### Quoted text
** begin **

Visualizing in Star Coordinates.
Musk Molecule Data (166 features): Visualized in Parallel Coordinates and Shifted Paired Coordinates, with covariance sorting and pure interval visualization.
Sorting by covariances of attribute v7 against all other features still in Parallel Coordinates.
Hiding the classifiable cases with single attribute pure intervals which cover 5% threshold of class or dataset visualized in Parallel Coordinates.
Visualizing the Musk molecule 166 feature data in Shifted Paired Coordinates.
Sorting by covariances of attribute v7 against all other features still in Shifted Paired Coordinates.
Hiding the classifiable cases with single attribute pure intervals which cover 5% threshold of class or dataset visualized in Shifted Paired Coordinates.
- Cross-platform support: Runs on any platform with a Java runtime environment.
- CSV Data Handling: Load and display CSV data in a tabular view.

** end **

### Material supplied
** begin **

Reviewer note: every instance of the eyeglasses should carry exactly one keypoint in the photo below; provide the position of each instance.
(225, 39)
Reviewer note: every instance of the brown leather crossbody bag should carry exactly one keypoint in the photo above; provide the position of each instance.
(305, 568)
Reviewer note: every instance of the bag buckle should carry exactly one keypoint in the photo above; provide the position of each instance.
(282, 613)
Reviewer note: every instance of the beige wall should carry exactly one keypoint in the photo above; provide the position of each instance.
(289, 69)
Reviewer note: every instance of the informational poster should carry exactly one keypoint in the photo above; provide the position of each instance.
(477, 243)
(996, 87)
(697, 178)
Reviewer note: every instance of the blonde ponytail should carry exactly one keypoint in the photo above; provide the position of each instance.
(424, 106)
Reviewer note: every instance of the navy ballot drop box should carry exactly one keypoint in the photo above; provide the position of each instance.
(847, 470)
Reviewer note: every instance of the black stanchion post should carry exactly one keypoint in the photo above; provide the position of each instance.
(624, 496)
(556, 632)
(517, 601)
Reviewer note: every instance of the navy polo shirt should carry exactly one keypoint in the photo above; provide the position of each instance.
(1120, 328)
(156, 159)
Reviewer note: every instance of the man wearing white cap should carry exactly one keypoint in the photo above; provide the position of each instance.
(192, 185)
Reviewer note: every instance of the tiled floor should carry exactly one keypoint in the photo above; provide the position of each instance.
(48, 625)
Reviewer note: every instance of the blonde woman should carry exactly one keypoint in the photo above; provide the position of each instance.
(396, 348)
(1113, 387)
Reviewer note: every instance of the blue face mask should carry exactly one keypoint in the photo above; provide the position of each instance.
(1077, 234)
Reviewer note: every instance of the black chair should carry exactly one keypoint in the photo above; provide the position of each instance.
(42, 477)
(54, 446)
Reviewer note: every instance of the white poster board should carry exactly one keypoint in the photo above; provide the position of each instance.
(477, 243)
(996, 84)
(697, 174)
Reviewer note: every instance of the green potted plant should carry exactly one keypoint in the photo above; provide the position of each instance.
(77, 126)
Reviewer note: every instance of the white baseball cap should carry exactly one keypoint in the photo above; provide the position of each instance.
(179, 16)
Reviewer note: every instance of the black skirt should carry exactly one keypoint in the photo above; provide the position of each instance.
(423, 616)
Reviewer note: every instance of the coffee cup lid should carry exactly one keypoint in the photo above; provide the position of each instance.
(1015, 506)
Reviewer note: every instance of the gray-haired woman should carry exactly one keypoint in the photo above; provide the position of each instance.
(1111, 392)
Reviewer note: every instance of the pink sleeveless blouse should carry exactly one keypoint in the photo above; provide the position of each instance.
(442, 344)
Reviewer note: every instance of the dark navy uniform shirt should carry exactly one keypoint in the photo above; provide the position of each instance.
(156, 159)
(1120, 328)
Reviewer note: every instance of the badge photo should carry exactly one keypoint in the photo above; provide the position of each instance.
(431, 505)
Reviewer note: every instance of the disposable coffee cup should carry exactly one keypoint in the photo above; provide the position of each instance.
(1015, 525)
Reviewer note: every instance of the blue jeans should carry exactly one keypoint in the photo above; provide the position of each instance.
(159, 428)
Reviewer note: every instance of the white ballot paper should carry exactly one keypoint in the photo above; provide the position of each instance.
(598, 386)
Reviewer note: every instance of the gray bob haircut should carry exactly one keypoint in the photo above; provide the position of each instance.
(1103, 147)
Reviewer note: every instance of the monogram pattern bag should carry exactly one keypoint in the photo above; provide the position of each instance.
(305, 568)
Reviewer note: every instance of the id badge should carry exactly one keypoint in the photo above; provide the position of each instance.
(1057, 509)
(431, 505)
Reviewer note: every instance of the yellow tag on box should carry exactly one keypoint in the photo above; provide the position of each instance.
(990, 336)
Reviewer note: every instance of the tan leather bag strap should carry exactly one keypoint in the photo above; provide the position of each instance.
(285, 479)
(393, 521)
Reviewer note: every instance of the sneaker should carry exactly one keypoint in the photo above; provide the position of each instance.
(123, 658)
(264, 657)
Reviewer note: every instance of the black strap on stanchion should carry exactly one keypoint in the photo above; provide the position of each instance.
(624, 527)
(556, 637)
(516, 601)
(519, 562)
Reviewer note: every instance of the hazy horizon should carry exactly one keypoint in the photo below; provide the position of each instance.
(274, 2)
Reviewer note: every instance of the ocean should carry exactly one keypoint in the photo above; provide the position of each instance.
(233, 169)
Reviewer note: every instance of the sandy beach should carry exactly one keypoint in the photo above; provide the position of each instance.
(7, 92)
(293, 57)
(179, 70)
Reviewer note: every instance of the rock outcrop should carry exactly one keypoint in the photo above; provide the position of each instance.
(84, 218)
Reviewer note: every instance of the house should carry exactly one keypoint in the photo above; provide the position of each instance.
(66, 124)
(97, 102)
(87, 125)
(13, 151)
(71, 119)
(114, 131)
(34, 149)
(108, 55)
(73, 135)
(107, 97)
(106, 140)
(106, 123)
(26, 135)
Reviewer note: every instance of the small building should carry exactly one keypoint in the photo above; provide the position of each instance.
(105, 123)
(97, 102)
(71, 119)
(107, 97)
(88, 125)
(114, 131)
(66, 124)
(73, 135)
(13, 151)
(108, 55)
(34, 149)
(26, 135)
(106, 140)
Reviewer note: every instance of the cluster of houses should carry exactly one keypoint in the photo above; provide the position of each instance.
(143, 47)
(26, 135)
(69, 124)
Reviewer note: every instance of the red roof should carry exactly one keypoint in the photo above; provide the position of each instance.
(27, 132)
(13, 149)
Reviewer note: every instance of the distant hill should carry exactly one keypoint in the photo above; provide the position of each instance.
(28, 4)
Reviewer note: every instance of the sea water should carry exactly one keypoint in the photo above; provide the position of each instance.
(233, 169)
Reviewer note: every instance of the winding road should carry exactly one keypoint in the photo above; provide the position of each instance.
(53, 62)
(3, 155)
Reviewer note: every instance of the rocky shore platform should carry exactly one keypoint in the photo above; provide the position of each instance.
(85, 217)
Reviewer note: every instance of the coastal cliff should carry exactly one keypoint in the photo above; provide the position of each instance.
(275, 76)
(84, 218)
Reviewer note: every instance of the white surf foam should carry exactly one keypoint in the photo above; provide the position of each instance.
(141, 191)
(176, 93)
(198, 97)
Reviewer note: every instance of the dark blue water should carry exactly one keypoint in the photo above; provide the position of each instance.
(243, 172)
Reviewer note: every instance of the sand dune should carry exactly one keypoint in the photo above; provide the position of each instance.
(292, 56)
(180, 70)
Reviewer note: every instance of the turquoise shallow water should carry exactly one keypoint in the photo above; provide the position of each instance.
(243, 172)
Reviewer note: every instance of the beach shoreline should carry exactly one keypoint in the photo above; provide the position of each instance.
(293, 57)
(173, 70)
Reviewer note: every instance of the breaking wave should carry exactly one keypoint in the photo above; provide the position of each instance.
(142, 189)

** end **
** begin **

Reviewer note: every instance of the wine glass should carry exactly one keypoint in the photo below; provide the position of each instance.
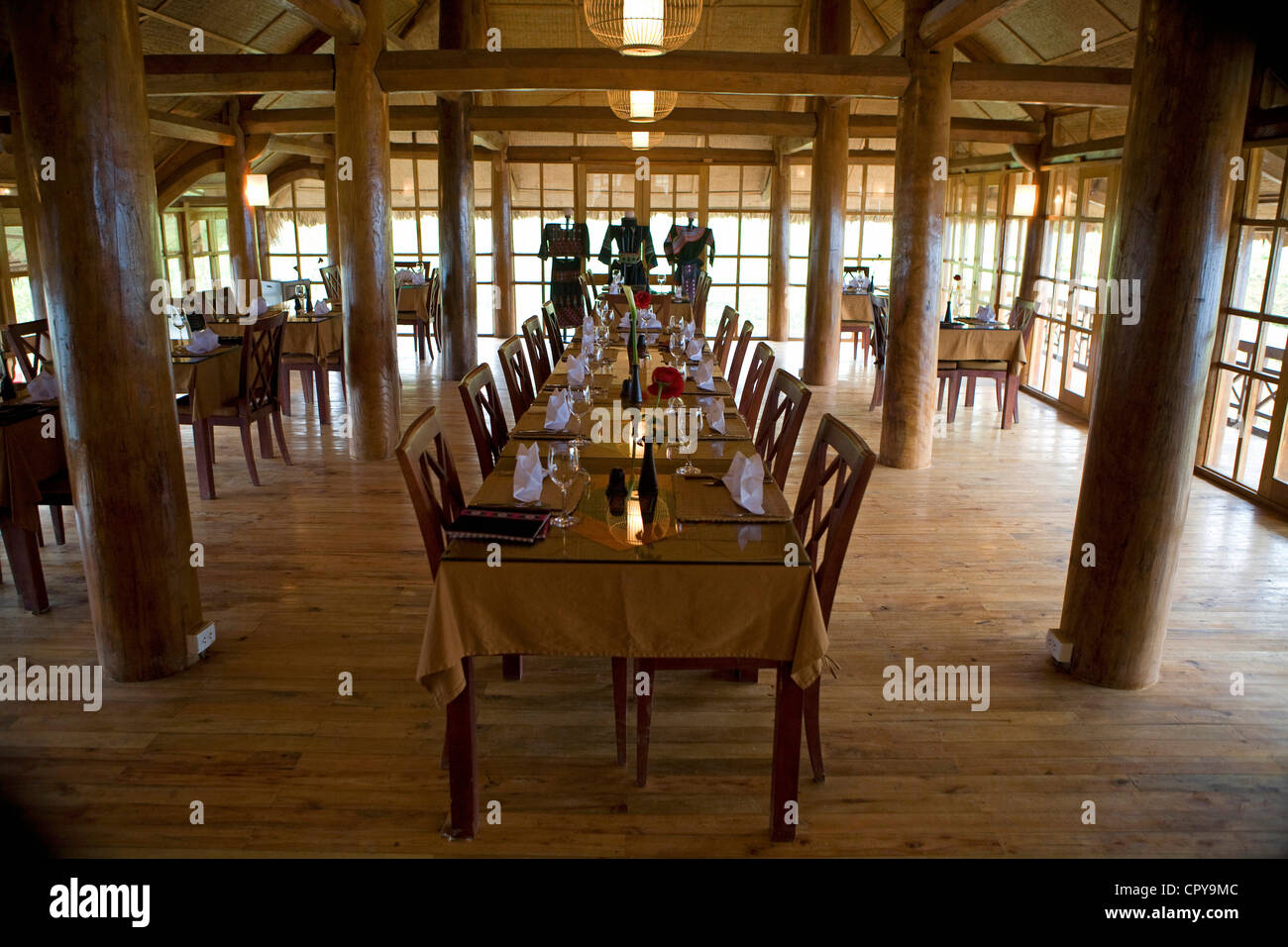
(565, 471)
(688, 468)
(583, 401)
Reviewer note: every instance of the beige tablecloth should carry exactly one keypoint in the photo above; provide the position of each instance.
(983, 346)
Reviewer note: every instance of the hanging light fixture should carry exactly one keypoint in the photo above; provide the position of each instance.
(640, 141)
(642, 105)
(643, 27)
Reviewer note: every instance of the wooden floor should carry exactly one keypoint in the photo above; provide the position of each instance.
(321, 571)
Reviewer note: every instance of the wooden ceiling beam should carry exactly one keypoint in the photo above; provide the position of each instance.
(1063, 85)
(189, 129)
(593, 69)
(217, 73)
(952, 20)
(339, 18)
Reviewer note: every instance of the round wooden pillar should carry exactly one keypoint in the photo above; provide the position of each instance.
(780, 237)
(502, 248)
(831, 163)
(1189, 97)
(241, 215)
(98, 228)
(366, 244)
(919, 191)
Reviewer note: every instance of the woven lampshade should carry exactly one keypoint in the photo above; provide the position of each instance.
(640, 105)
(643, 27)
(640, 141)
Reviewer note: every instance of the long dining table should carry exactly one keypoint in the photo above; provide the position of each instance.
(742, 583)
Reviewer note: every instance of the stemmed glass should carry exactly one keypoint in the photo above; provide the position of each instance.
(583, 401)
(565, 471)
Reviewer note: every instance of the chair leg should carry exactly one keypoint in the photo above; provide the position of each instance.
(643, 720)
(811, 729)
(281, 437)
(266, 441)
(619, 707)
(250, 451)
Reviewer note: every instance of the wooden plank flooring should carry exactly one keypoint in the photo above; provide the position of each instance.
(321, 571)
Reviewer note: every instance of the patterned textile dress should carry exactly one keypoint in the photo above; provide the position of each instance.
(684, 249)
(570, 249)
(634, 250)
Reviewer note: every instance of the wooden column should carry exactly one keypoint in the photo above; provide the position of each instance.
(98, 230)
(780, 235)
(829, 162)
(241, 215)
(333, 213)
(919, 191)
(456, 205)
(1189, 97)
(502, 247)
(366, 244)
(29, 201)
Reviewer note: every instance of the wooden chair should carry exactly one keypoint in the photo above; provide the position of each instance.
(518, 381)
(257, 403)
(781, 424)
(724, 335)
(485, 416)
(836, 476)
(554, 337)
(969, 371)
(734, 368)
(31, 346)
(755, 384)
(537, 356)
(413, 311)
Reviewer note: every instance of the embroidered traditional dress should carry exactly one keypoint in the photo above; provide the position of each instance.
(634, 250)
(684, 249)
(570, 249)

** end **

### Work to complete
[A] In one to three sentences, explain why the visualization text says the tool has cross-platform support.
[B] Transcribe the stretch of the visualization text from "Visualizing in Star" through "visualized in Parallel Coordinates." word for word.
The items have nothing to do with this work.

### Task-by-task solutions
[A] The tool has cross-platform support because it runs on any platform that has a Java runtime environment.

[B]
Visualizing in Star Coordinates.
Musk Molecule Data (166 features): Visualized in Parallel Coordinates and Shifted Paired Coordinates, with covariance sorting and pure interval visualization.
Sorting by covariances of attribute v7 against all other features still in Parallel Coordinates.
Hiding the classifiable cases with single attribute pure intervals which cover 5% threshold of class or dataset visualized in Parallel Coordinates.